### What the task requires
Copy every line that contains the string "range" from the entries below.

### Given data
++++++++++++++++++++
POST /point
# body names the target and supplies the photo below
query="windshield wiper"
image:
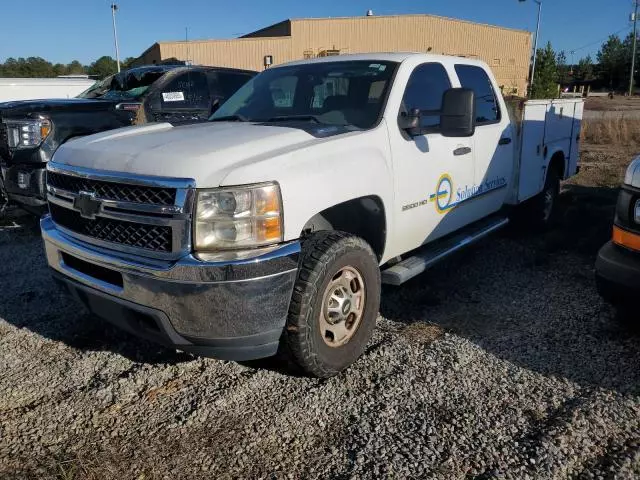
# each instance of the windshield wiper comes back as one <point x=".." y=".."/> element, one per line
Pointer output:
<point x="301" y="118"/>
<point x="230" y="118"/>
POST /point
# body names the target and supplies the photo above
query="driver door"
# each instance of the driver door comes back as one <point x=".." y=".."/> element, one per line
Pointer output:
<point x="432" y="172"/>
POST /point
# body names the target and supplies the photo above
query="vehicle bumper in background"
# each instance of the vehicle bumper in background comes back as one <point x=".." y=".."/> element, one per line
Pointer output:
<point x="24" y="184"/>
<point x="618" y="275"/>
<point x="229" y="310"/>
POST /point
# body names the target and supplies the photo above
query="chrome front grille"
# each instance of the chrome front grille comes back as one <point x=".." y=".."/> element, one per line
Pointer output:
<point x="156" y="238"/>
<point x="131" y="213"/>
<point x="113" y="191"/>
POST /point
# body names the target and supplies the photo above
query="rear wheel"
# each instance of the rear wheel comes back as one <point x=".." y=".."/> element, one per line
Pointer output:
<point x="540" y="213"/>
<point x="334" y="305"/>
<point x="545" y="205"/>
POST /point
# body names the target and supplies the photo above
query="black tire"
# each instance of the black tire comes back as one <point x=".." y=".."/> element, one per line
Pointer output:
<point x="324" y="256"/>
<point x="627" y="317"/>
<point x="535" y="214"/>
<point x="545" y="215"/>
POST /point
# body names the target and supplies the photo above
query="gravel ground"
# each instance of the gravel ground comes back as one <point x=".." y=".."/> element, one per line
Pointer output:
<point x="499" y="363"/>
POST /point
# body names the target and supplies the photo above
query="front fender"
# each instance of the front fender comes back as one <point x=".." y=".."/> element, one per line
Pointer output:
<point x="325" y="173"/>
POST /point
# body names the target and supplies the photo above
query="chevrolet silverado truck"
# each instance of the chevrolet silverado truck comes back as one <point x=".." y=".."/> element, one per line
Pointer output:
<point x="618" y="262"/>
<point x="32" y="130"/>
<point x="271" y="227"/>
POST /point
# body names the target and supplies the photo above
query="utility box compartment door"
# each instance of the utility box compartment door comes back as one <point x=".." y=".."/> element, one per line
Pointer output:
<point x="574" y="157"/>
<point x="532" y="150"/>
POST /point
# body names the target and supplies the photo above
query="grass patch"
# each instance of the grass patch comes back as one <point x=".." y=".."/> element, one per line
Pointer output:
<point x="611" y="131"/>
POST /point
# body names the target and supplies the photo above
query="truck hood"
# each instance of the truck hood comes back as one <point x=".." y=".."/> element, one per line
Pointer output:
<point x="25" y="107"/>
<point x="204" y="152"/>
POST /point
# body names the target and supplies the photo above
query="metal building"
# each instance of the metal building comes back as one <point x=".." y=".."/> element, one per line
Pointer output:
<point x="506" y="50"/>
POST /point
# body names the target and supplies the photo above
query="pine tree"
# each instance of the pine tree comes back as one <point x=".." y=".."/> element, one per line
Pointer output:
<point x="545" y="83"/>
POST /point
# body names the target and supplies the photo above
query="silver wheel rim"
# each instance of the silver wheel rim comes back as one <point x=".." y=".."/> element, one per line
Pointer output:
<point x="342" y="307"/>
<point x="548" y="204"/>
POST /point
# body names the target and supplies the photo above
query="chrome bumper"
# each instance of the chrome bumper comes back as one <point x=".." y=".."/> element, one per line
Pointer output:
<point x="234" y="310"/>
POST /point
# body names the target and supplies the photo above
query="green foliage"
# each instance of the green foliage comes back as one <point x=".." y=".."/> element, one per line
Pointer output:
<point x="103" y="67"/>
<point x="545" y="83"/>
<point x="613" y="57"/>
<point x="564" y="70"/>
<point x="584" y="70"/>
<point x="37" y="67"/>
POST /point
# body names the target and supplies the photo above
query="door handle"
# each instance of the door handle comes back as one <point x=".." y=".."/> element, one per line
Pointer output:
<point x="462" y="151"/>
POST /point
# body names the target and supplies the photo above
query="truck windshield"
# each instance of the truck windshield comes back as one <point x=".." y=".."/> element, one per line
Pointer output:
<point x="346" y="93"/>
<point x="129" y="85"/>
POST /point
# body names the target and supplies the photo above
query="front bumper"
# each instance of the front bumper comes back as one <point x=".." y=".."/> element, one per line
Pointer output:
<point x="618" y="275"/>
<point x="230" y="310"/>
<point x="25" y="184"/>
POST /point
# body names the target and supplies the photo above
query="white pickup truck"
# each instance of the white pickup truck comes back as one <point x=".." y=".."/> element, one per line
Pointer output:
<point x="271" y="227"/>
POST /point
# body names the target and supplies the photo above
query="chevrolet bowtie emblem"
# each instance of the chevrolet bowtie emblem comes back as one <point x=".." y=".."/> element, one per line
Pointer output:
<point x="87" y="204"/>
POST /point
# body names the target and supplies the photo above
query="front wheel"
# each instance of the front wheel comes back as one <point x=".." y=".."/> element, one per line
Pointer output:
<point x="334" y="304"/>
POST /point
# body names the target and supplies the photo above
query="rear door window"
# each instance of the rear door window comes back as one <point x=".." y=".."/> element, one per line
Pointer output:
<point x="487" y="106"/>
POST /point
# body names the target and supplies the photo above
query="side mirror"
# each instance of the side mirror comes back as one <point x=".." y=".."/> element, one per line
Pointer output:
<point x="458" y="117"/>
<point x="215" y="105"/>
<point x="410" y="122"/>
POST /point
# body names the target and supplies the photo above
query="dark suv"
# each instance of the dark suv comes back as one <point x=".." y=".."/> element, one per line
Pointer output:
<point x="618" y="263"/>
<point x="32" y="130"/>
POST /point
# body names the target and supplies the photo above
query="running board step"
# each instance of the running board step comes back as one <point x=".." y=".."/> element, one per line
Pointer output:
<point x="418" y="263"/>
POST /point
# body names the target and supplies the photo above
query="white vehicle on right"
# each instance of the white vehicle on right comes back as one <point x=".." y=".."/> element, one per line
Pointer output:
<point x="271" y="227"/>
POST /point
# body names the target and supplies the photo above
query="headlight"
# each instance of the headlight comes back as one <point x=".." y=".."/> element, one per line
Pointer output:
<point x="242" y="217"/>
<point x="27" y="133"/>
<point x="633" y="169"/>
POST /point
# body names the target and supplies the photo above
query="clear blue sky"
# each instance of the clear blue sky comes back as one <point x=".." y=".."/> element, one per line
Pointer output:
<point x="64" y="30"/>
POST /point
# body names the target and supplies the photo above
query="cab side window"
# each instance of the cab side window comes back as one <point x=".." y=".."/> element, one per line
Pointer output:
<point x="424" y="91"/>
<point x="487" y="106"/>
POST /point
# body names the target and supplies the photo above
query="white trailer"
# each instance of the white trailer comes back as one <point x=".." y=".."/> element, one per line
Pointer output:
<point x="12" y="89"/>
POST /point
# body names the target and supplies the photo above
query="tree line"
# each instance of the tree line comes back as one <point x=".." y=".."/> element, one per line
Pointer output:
<point x="39" y="67"/>
<point x="610" y="72"/>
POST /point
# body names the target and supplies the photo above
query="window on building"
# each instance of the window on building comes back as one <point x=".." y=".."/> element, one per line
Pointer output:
<point x="475" y="78"/>
<point x="424" y="91"/>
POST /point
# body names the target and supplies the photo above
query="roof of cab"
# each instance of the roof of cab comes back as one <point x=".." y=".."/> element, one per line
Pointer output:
<point x="382" y="57"/>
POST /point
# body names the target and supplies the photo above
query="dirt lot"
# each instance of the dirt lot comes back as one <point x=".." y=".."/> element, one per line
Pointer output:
<point x="500" y="363"/>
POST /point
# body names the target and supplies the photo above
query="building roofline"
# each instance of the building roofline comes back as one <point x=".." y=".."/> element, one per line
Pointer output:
<point x="451" y="19"/>
<point x="246" y="37"/>
<point x="148" y="49"/>
<point x="209" y="40"/>
<point x="263" y="29"/>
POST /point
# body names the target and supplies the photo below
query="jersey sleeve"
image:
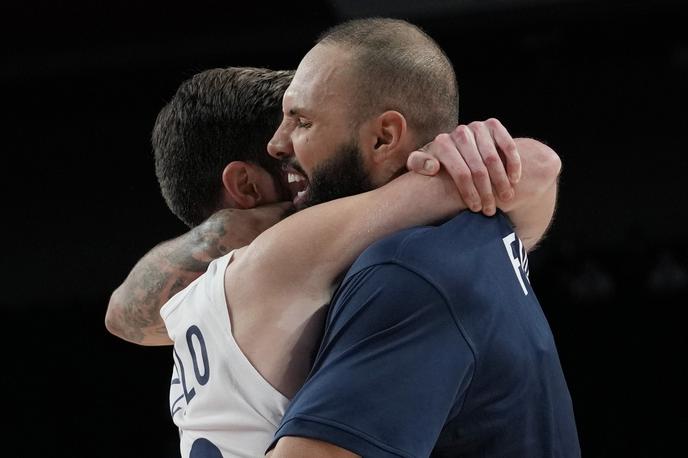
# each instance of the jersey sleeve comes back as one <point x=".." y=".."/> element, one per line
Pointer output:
<point x="392" y="366"/>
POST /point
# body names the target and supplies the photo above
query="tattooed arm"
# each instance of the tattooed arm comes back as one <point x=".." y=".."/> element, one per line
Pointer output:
<point x="134" y="309"/>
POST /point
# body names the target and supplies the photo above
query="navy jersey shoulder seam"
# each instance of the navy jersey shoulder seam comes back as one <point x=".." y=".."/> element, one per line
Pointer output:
<point x="355" y="431"/>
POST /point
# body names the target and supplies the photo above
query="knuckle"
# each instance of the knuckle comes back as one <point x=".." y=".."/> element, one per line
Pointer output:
<point x="492" y="160"/>
<point x="493" y="123"/>
<point x="464" y="176"/>
<point x="476" y="125"/>
<point x="480" y="174"/>
<point x="461" y="133"/>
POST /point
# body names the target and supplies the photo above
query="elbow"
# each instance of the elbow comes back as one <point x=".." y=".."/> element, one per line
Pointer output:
<point x="113" y="314"/>
<point x="543" y="163"/>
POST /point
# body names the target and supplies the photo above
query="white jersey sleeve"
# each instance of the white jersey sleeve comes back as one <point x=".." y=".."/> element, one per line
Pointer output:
<point x="220" y="402"/>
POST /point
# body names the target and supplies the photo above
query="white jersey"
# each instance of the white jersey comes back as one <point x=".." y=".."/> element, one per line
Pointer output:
<point x="220" y="402"/>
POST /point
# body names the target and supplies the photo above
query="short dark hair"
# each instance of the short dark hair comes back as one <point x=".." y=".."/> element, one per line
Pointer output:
<point x="399" y="67"/>
<point x="216" y="117"/>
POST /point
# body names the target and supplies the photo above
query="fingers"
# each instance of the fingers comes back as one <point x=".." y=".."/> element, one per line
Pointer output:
<point x="507" y="146"/>
<point x="490" y="158"/>
<point x="445" y="149"/>
<point x="466" y="144"/>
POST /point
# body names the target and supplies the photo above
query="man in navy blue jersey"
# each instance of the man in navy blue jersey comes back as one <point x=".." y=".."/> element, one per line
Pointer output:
<point x="435" y="335"/>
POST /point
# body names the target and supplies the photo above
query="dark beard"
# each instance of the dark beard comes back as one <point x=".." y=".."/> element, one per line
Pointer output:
<point x="340" y="176"/>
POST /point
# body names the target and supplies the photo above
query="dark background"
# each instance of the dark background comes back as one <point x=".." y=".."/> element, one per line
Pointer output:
<point x="604" y="83"/>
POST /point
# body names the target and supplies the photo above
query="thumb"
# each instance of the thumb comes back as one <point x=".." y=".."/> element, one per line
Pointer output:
<point x="423" y="163"/>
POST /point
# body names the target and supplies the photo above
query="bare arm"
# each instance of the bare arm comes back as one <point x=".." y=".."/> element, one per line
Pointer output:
<point x="133" y="312"/>
<point x="303" y="447"/>
<point x="299" y="259"/>
<point x="479" y="156"/>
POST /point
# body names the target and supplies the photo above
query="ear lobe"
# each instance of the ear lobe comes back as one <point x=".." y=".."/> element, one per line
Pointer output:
<point x="390" y="130"/>
<point x="240" y="189"/>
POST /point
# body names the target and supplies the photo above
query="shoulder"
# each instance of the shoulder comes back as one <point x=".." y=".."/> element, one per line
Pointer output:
<point x="424" y="249"/>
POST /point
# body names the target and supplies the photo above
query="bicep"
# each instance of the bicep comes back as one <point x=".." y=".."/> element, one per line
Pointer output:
<point x="391" y="368"/>
<point x="303" y="447"/>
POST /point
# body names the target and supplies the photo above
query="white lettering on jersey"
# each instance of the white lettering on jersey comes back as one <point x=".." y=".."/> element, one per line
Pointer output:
<point x="518" y="260"/>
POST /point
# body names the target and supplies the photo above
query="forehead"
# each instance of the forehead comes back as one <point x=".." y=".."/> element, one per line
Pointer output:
<point x="322" y="82"/>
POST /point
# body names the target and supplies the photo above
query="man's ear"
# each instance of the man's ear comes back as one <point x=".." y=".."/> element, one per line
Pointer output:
<point x="240" y="189"/>
<point x="388" y="133"/>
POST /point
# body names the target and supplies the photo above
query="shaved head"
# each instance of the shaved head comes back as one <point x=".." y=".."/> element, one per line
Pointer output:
<point x="397" y="66"/>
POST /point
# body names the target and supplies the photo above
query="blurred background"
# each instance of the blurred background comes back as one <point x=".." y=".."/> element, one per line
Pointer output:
<point x="603" y="82"/>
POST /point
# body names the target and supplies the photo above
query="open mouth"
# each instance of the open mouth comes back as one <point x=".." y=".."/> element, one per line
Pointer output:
<point x="297" y="184"/>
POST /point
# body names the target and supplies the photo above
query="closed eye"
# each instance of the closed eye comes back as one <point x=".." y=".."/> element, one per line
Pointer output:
<point x="302" y="123"/>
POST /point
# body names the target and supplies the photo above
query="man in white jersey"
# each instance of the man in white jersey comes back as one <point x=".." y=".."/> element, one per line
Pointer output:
<point x="240" y="412"/>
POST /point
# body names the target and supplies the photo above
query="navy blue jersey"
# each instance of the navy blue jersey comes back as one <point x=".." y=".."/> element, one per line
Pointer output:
<point x="435" y="340"/>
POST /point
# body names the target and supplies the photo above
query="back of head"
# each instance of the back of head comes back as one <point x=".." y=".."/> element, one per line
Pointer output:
<point x="216" y="117"/>
<point x="400" y="68"/>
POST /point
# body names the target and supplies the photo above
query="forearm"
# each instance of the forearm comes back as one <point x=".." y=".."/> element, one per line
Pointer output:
<point x="308" y="250"/>
<point x="134" y="309"/>
<point x="532" y="208"/>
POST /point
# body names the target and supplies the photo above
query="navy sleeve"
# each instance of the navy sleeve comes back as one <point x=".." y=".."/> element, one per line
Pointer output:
<point x="392" y="365"/>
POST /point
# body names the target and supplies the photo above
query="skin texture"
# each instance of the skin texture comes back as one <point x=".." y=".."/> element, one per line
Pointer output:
<point x="260" y="320"/>
<point x="133" y="313"/>
<point x="313" y="129"/>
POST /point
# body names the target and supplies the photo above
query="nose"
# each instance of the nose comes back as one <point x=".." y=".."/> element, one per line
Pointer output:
<point x="280" y="146"/>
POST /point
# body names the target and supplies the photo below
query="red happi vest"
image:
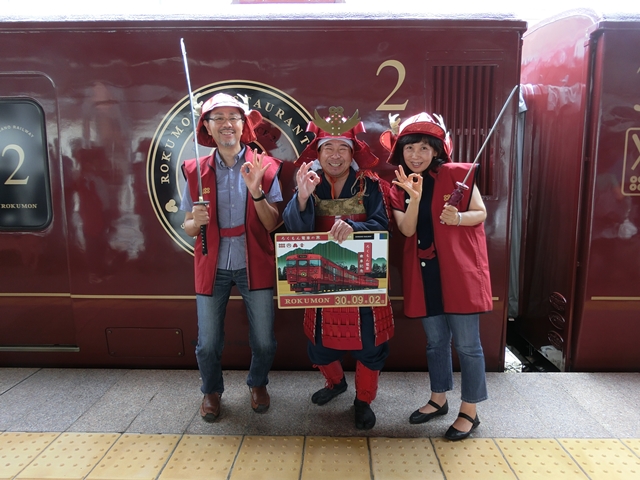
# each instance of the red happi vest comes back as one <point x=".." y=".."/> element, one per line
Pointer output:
<point x="461" y="252"/>
<point x="260" y="257"/>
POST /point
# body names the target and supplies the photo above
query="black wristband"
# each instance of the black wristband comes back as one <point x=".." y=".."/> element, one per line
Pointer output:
<point x="261" y="197"/>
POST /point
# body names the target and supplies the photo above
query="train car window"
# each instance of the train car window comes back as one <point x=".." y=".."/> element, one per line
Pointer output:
<point x="25" y="199"/>
<point x="465" y="96"/>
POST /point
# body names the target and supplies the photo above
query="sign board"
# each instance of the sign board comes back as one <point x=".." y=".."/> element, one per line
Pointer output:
<point x="316" y="271"/>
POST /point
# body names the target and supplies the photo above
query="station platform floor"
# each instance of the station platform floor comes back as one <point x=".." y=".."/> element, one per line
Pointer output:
<point x="145" y="424"/>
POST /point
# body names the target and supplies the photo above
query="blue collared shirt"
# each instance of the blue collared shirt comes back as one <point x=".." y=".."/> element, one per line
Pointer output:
<point x="231" y="197"/>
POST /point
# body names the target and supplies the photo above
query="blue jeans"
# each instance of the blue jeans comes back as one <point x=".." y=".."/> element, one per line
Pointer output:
<point x="465" y="331"/>
<point x="211" y="313"/>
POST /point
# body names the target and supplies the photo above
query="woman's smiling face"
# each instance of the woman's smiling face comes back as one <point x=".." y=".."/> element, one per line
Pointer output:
<point x="418" y="156"/>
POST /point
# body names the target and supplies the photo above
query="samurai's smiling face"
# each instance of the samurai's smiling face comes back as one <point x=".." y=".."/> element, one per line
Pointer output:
<point x="335" y="158"/>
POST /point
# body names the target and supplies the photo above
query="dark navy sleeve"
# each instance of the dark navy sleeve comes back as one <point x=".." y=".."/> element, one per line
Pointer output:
<point x="296" y="221"/>
<point x="376" y="214"/>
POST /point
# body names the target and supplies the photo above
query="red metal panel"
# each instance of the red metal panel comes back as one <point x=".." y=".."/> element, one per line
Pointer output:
<point x="580" y="84"/>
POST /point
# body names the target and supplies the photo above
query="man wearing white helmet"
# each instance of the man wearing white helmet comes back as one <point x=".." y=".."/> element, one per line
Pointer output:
<point x="240" y="187"/>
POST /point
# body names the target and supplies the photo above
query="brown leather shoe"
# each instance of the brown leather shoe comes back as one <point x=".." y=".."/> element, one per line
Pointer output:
<point x="210" y="408"/>
<point x="259" y="399"/>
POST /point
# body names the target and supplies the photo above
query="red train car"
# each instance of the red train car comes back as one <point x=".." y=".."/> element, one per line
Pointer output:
<point x="95" y="269"/>
<point x="580" y="295"/>
<point x="309" y="272"/>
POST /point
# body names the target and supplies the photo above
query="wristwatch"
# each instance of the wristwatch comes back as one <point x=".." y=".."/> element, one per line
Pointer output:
<point x="261" y="197"/>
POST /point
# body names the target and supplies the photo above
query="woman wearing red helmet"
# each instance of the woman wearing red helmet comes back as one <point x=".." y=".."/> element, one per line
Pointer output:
<point x="445" y="264"/>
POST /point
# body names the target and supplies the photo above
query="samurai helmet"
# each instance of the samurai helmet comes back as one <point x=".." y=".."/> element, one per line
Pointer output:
<point x="336" y="126"/>
<point x="423" y="123"/>
<point x="251" y="118"/>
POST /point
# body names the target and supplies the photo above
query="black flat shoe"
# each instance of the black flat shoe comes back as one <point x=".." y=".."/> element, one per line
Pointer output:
<point x="419" y="417"/>
<point x="454" y="435"/>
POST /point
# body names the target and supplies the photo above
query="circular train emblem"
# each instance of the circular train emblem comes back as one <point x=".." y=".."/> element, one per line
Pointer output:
<point x="282" y="134"/>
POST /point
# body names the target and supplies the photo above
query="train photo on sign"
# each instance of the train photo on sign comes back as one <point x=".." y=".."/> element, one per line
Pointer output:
<point x="314" y="273"/>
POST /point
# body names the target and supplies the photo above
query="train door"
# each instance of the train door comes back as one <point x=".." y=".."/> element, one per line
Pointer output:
<point x="35" y="297"/>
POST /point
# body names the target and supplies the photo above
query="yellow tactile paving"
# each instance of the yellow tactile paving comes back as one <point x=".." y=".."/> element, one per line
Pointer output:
<point x="135" y="457"/>
<point x="404" y="458"/>
<point x="202" y="457"/>
<point x="336" y="458"/>
<point x="17" y="450"/>
<point x="263" y="457"/>
<point x="472" y="459"/>
<point x="603" y="459"/>
<point x="70" y="456"/>
<point x="633" y="444"/>
<point x="539" y="459"/>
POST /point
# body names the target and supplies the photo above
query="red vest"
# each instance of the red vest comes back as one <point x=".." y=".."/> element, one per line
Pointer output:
<point x="341" y="326"/>
<point x="260" y="253"/>
<point x="461" y="252"/>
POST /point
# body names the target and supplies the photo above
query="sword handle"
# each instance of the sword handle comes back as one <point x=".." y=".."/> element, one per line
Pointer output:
<point x="203" y="229"/>
<point x="457" y="194"/>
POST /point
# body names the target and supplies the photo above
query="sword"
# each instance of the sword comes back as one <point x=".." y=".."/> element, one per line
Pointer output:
<point x="201" y="200"/>
<point x="461" y="187"/>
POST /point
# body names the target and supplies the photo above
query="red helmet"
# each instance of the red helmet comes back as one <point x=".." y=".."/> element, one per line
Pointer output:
<point x="421" y="123"/>
<point x="252" y="119"/>
<point x="338" y="127"/>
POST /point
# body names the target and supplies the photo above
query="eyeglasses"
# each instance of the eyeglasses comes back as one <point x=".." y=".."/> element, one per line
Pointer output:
<point x="220" y="120"/>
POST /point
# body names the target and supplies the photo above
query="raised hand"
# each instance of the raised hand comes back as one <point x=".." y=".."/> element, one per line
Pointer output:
<point x="306" y="180"/>
<point x="252" y="173"/>
<point x="411" y="184"/>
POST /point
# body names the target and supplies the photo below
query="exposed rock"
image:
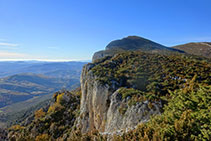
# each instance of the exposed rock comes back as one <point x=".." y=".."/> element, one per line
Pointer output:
<point x="101" y="103"/>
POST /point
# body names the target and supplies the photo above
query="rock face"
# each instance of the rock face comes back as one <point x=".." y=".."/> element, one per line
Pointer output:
<point x="200" y="48"/>
<point x="133" y="43"/>
<point x="102" y="107"/>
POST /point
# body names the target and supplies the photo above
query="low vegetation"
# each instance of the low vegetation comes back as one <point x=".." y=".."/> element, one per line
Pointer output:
<point x="181" y="82"/>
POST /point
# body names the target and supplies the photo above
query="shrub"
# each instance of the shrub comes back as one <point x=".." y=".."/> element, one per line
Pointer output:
<point x="43" y="137"/>
<point x="39" y="113"/>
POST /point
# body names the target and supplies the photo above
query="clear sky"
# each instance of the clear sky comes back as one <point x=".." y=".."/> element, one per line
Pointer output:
<point x="75" y="29"/>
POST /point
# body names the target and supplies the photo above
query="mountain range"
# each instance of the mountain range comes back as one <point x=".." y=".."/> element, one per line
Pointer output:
<point x="135" y="89"/>
<point x="24" y="84"/>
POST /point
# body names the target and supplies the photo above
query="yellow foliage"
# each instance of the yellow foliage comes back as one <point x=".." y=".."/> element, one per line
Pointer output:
<point x="55" y="107"/>
<point x="16" y="127"/>
<point x="43" y="137"/>
<point x="39" y="113"/>
<point x="59" y="98"/>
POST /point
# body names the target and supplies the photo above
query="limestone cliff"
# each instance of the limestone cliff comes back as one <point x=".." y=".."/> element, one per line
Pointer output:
<point x="103" y="107"/>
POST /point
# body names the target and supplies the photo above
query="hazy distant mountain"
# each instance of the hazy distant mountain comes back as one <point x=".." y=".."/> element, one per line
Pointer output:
<point x="24" y="84"/>
<point x="133" y="43"/>
<point x="200" y="48"/>
<point x="14" y="67"/>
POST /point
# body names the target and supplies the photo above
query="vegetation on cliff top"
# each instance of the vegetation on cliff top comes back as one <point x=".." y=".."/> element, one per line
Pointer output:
<point x="182" y="82"/>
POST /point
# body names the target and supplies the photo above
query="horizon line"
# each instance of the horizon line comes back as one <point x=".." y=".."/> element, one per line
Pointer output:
<point x="44" y="60"/>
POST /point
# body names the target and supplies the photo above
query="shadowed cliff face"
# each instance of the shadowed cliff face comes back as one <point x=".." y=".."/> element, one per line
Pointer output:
<point x="104" y="108"/>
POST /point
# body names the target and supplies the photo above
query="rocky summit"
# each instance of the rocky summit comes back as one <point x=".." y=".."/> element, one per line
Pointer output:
<point x="134" y="90"/>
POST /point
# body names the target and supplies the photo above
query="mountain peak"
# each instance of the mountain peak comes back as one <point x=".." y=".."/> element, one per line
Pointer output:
<point x="133" y="43"/>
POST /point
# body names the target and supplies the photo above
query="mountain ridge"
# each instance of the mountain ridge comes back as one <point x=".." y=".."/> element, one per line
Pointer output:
<point x="133" y="43"/>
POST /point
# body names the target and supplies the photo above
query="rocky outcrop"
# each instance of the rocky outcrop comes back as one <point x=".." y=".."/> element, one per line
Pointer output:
<point x="133" y="43"/>
<point x="103" y="108"/>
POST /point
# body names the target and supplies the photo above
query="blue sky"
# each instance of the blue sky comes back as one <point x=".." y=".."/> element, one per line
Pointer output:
<point x="75" y="29"/>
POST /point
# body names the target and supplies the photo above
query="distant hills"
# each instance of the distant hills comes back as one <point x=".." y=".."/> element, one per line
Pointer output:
<point x="134" y="43"/>
<point x="24" y="84"/>
<point x="200" y="48"/>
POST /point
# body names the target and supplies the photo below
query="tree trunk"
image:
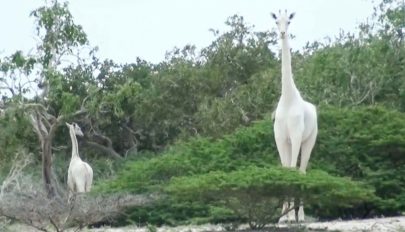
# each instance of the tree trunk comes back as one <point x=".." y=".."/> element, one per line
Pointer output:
<point x="47" y="167"/>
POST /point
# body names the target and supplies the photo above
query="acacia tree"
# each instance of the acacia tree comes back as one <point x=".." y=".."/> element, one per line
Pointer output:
<point x="37" y="83"/>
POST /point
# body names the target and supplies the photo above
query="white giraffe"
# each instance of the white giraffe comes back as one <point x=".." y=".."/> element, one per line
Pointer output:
<point x="80" y="174"/>
<point x="295" y="124"/>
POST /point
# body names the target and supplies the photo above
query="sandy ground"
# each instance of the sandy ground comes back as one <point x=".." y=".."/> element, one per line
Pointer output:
<point x="391" y="224"/>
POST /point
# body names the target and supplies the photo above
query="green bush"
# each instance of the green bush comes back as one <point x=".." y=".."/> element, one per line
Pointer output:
<point x="256" y="194"/>
<point x="368" y="144"/>
<point x="364" y="143"/>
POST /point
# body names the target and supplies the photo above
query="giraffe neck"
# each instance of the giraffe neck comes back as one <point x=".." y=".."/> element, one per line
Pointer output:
<point x="75" y="148"/>
<point x="288" y="88"/>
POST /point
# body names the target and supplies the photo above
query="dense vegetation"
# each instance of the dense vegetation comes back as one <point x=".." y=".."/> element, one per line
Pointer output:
<point x="196" y="128"/>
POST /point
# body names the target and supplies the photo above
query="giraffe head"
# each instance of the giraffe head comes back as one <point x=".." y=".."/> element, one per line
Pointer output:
<point x="75" y="128"/>
<point x="282" y="21"/>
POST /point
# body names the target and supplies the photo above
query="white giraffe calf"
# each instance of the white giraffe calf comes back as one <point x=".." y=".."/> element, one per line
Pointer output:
<point x="80" y="174"/>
++++++++++++++++++++
### Answer section
query="mountain range"
# each instance of the mountain range comes back as one <point x=".." y=".."/> element, one per line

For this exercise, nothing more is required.